> _Consigna_: Retoma la reseña sobre el libro de Marina acerca de los fracasos de la inteligencia y continúala a partir de su última oración.

Frente a la bendición constructiva del lenguaje, la maldición destructiva de su fracaso al comunicarnos con nosotros mismos o con los demás. La ausencia de lenguaje como fracaso, la sumisión al automatismo del discurso, el malentendido o la sumisión a la mecánica del género son las principales patologías del lenguaje que nos despieza el autor en un capítulo lleno de ejemplos concretos, empezando por un famoso diálogo de la obra de Edward Albee ¿Quién teme a Virginia Wolf?
Finalmente, el cuarto grupo taxonómico propuesto por Marina incluye los fracasos de la voluntad, fracasos que también ve como derrotas de la libertad. Lo que el autor considera como voluntad es el conjunto de cuatro habilidades aprendidas: inhibir el impulso, deliberar, decidir, mantener el esfuerzo. Desde esta óptica, el fracaso de la voluntad es la derrota de la libertad, y puede afectar a la inteligencia estructural o a la inteligencia ejecutiva, vertientes que se analizan en sendos capítulos. El análisis de la inteligencia y la estupidez en su dimensión colectiva, y un epílogo –“Elogio de la inteligencia triunfante”–, completan este libro en el que los seguidores del autor no tendrán dificultad en identificar los temas ya tratados en entregas anteriores, pero ahora vistos desde su vertiente patológica. Cada uno de los capítulos se relaciona, deriva o amplía temas tratados en otros libros.
Marina es un pensador, un ensayista y un pedagogo que ejerce sus tres vocaciones de una forma integrada y a quien no importa correr ciertos riesgos. El compromiso de escribir en un vigoroso y depurado estilo literario, pero con la claridad como lema, no es el menor de ellos. Y no es desdeñable el que corre al declarar: “La finalidad de este libro es ayudar a reducir la vulnerabilidad humana.” Como pensador hay que agradecerle que no se arredre ante el recorrido casi imposible que lleva de la física y la ciencia de la computación a la biología y la filosofía.

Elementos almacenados
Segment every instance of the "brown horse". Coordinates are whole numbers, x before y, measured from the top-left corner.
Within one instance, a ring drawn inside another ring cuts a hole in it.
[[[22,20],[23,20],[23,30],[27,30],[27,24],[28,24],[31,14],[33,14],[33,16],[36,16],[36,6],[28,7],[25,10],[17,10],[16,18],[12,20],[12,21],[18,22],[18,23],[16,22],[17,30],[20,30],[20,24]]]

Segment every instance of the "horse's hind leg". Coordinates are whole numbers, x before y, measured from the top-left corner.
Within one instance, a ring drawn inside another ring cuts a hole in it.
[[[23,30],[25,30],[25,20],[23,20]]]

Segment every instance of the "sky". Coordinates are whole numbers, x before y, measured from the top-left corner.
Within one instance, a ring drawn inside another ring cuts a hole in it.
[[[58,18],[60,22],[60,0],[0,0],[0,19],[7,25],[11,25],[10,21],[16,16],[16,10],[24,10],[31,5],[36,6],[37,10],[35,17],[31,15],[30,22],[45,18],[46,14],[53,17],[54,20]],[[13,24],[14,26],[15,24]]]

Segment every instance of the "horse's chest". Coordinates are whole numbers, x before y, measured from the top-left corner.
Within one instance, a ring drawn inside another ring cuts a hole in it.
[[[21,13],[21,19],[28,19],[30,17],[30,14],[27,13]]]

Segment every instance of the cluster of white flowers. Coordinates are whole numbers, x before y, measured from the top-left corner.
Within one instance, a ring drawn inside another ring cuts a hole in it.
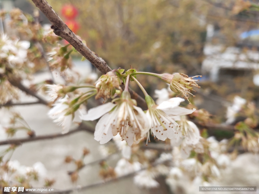
[[[238,96],[236,96],[234,98],[234,101],[232,106],[227,107],[226,117],[227,120],[226,123],[231,124],[235,121],[237,113],[241,110],[243,105],[246,103],[245,99],[242,98]]]
[[[67,114],[69,108],[67,103],[69,100],[67,95],[62,98],[58,99],[53,104],[53,108],[48,113],[49,116],[53,120],[54,122],[57,123],[60,125],[62,125],[63,133],[67,133],[69,131],[72,122],[81,122],[82,120],[80,116],[81,113],[85,111],[84,107],[82,106],[73,114]]]
[[[3,73],[5,71],[4,68],[5,66],[16,71],[25,67],[25,63],[33,66],[33,64],[29,62],[27,58],[27,49],[30,46],[29,42],[18,39],[12,40],[4,34],[1,35],[0,40],[0,58],[5,65],[1,67],[0,72]]]
[[[27,49],[30,45],[28,41],[17,39],[11,40],[6,34],[1,34],[0,74],[4,75],[7,71],[11,71],[13,76],[17,78],[26,77],[25,72],[27,72],[34,66],[27,57]],[[0,80],[0,104],[6,103],[13,99],[18,98],[16,89],[7,79],[2,78]]]
[[[186,182],[190,185],[197,185],[199,183],[200,186],[209,185],[209,182],[220,177],[221,169],[227,168],[230,163],[230,156],[226,153],[227,143],[226,139],[219,142],[213,137],[206,139],[201,137],[198,143],[190,149],[190,152],[193,150],[196,156],[186,159],[183,157],[181,147],[181,147],[174,147],[174,167],[171,169],[167,182],[172,188],[184,188],[184,183]],[[205,147],[208,148],[206,153]],[[188,157],[189,155],[189,153]],[[200,158],[204,155],[207,156],[202,159]]]
[[[114,170],[117,175],[120,177],[138,171],[141,169],[142,166],[138,162],[132,163],[125,158],[123,158],[118,161]]]
[[[8,162],[8,165],[10,170],[1,174],[2,180],[8,182],[12,181],[11,180],[18,176],[21,176],[27,178],[32,173],[36,173],[40,179],[43,180],[46,177],[47,169],[44,165],[40,162],[36,162],[32,167],[21,165],[17,160],[10,161]]]
[[[123,140],[120,134],[118,133],[112,138],[116,145],[119,150],[121,151],[123,156],[127,160],[130,159],[131,155],[131,148],[129,146],[125,140]]]

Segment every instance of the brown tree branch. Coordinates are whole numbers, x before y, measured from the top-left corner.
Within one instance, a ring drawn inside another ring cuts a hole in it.
[[[39,100],[39,102],[45,105],[48,105],[48,103],[47,101],[39,96],[33,92],[28,88],[22,84],[21,83],[15,79],[8,78],[8,80],[9,82],[14,86],[17,87],[22,91],[25,92],[27,94],[30,95],[37,98]]]
[[[90,50],[80,40],[64,23],[46,0],[32,0],[53,24],[51,28],[57,36],[66,40],[103,74],[112,70],[106,62]],[[143,108],[147,108],[145,100],[136,93],[129,90],[131,97],[137,101],[138,105]]]
[[[63,134],[59,133],[48,135],[38,136],[32,137],[26,137],[12,139],[8,139],[0,141],[0,146],[9,144],[15,144],[17,145],[19,145],[23,143],[34,141],[38,140],[50,139],[59,137],[62,137],[79,131],[89,131],[91,133],[93,133],[94,131],[94,129],[89,127],[83,124],[83,123],[82,123],[76,129],[71,130],[66,133]]]
[[[11,101],[9,101],[5,104],[3,105],[0,105],[0,108],[2,107],[11,107],[14,106],[24,106],[26,105],[35,105],[37,104],[41,104],[39,101],[36,102],[17,102],[13,103]]]
[[[2,73],[0,73],[0,77],[6,77],[10,83],[13,86],[18,88],[22,91],[25,92],[27,94],[34,96],[38,98],[39,100],[39,103],[43,104],[45,105],[48,105],[48,102],[35,94],[33,92],[28,88],[24,86],[21,83],[19,80],[13,78],[9,77],[6,75]]]

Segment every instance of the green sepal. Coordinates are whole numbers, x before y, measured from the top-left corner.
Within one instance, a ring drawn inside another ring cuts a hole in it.
[[[122,74],[123,72],[124,72],[124,71],[125,70],[124,69],[118,69],[118,71],[120,72],[120,73],[121,74]]]
[[[128,76],[128,75],[130,75],[131,76],[133,76],[135,78],[137,78],[136,75],[132,75],[131,74],[133,73],[135,73],[137,72],[137,70],[136,70],[136,69],[134,68],[130,69],[128,70],[127,70],[127,71],[125,72],[125,74],[126,75],[126,77]],[[134,81],[134,80],[132,79],[131,77],[130,78],[130,80],[131,81]]]
[[[121,78],[122,80],[122,82],[123,83],[123,84],[124,84],[124,85],[126,84],[126,77],[123,77]]]
[[[116,92],[116,89],[113,88],[113,89],[112,89],[112,94],[113,96],[114,94],[115,94],[115,93]]]

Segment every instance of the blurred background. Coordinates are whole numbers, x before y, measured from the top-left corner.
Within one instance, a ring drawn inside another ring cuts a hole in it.
[[[234,97],[238,96],[254,103],[255,110],[253,113],[253,126],[254,129],[259,128],[257,111],[259,107],[259,1],[47,1],[69,27],[85,40],[87,46],[112,69],[120,67],[127,69],[131,66],[139,71],[170,74],[178,72],[190,77],[202,75],[197,82],[201,88],[197,90],[195,98],[190,97],[193,106],[190,107],[206,109],[210,114],[212,123],[233,126],[248,117],[244,111],[239,113],[234,119],[228,120],[228,107],[232,106]],[[70,18],[66,16],[64,12],[66,5],[73,5],[76,17]],[[32,15],[36,9],[31,2],[27,0],[1,0],[0,7],[8,11],[18,8]],[[50,25],[40,12],[38,18],[42,25]],[[6,19],[8,20],[8,17]],[[1,23],[0,28],[2,31],[4,22],[3,25]],[[9,35],[13,33],[7,27],[5,31]],[[22,39],[22,36],[20,36]],[[94,72],[100,75],[89,62],[81,61],[82,56],[79,54],[74,54],[72,57],[75,68],[83,75]],[[35,74],[38,82],[50,76],[43,69],[37,71]],[[58,82],[59,78],[55,75],[54,77]],[[152,96],[155,94],[156,89],[168,87],[151,76],[140,75],[138,78]],[[144,97],[137,86],[133,83],[132,87]],[[176,94],[171,93],[169,95],[172,97]],[[28,99],[27,97],[23,98],[22,100]],[[47,118],[48,109],[44,106],[16,108],[23,113],[29,125],[35,126],[37,134],[60,131],[60,128]],[[37,115],[39,110],[40,117]],[[39,123],[42,123],[39,127]],[[218,140],[231,138],[234,135],[233,130],[214,126],[211,128],[204,127],[207,130],[209,136],[214,136]],[[23,135],[17,134],[16,137]],[[29,166],[41,161],[47,170],[48,175],[57,180],[53,186],[67,189],[75,185],[70,182],[67,174],[69,167],[64,164],[64,157],[71,154],[79,155],[82,148],[86,146],[91,152],[85,161],[98,160],[102,158],[98,151],[99,146],[99,142],[93,139],[92,134],[80,132],[61,139],[23,145],[14,153],[12,159]],[[246,159],[242,158],[236,161],[240,165],[236,164],[233,168],[238,174],[233,174],[234,170],[229,172],[228,176],[223,178],[222,182],[228,180],[228,184],[234,186],[241,186],[238,184],[243,183],[249,186],[257,184],[259,186],[258,154],[247,156]],[[115,155],[108,161],[111,166],[114,166],[119,158]],[[251,175],[253,171],[254,174],[250,179],[246,179],[242,178],[245,170],[240,166],[242,163],[248,162],[251,163],[251,170],[246,170]],[[80,172],[78,184],[87,185],[99,180],[98,169],[98,163],[84,169]],[[158,188],[141,189],[129,177],[90,188],[82,193],[185,193],[181,190],[173,192],[166,184],[164,179],[158,181],[161,184]],[[193,193],[196,192],[198,192]]]

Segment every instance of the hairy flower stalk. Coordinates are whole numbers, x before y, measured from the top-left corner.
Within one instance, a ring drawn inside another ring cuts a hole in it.
[[[120,86],[121,83],[120,79],[113,72],[109,71],[103,75],[95,83],[97,91],[95,99],[102,98],[106,100],[114,95],[116,88],[121,89]]]
[[[129,80],[128,76],[120,98],[91,109],[81,116],[86,121],[93,121],[102,117],[94,133],[95,139],[101,144],[107,143],[119,133],[122,140],[131,146],[133,142],[139,141],[150,129],[146,114],[136,106],[136,101],[131,98],[128,89]]]
[[[194,97],[195,96],[191,93],[192,91],[196,92],[193,89],[193,87],[195,86],[198,88],[200,87],[195,82],[195,81],[199,81],[199,80],[193,79],[193,78],[199,77],[201,77],[202,76],[189,77],[183,73],[176,73],[172,75],[164,73],[162,74],[161,79],[170,84],[170,89],[172,91],[178,95],[182,94],[182,97],[184,97],[184,99],[188,100],[190,102],[188,99],[189,94]]]

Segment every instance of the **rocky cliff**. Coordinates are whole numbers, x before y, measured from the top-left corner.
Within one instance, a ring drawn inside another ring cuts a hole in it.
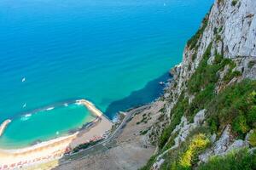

> _Espacio de respuesta_:
Descifrar el cerebro y sus gracias es uno de los grandes retos del siglo XXI. Francis Crick murió mientras ultimaba su teoría sobre el claustrum, una región del cerebro que parece jugar un papel crucial en nuestra consciencia, y Jeff Hawkins, un ingeniero de Silicon Valley, acaba de proponer una teoría revolucionaria sobre el funcionamiento del córtex. A Marina le seguirá quedando mucha tela que cortar.
Francisco GARCÍA OLMEDO
Dos cuestiones a José Antonio Marina
– ¿A qué se debe el fracaso de la inteligencia?
– Para entender esos fracasos hay que distinguir entre la “inteligencia estructural”, es decir, la que miden los test de inteligencia, y el “uso” que se hace de esa inteligencia. La paradoja se da porque gente muy inteligente puede usar la inteligencia muy estúpidamente. A mi juicio, el uso es más importante que la estructura, y debemos llamar inteligente a quien actúa bien, no a quien saca unos rendimientos excepcionales en los test. No olvidemos que la finalidad de la inteligencia no es el conocimiento, sino la felicidad. Se fracasa porque se eligen mal las metas, por falta de crítica, por exceso de pasión, por egocentrismo.
– ¿Por qué debería elaborarse una teoría científica de la estupidez?
– Los fracasos de la inteligencia siempre producen desdicha en el plano privado e injusticia –que es otro tipo de desdicha– en el plano público. Por eso es tan importante estudiar la estupidez.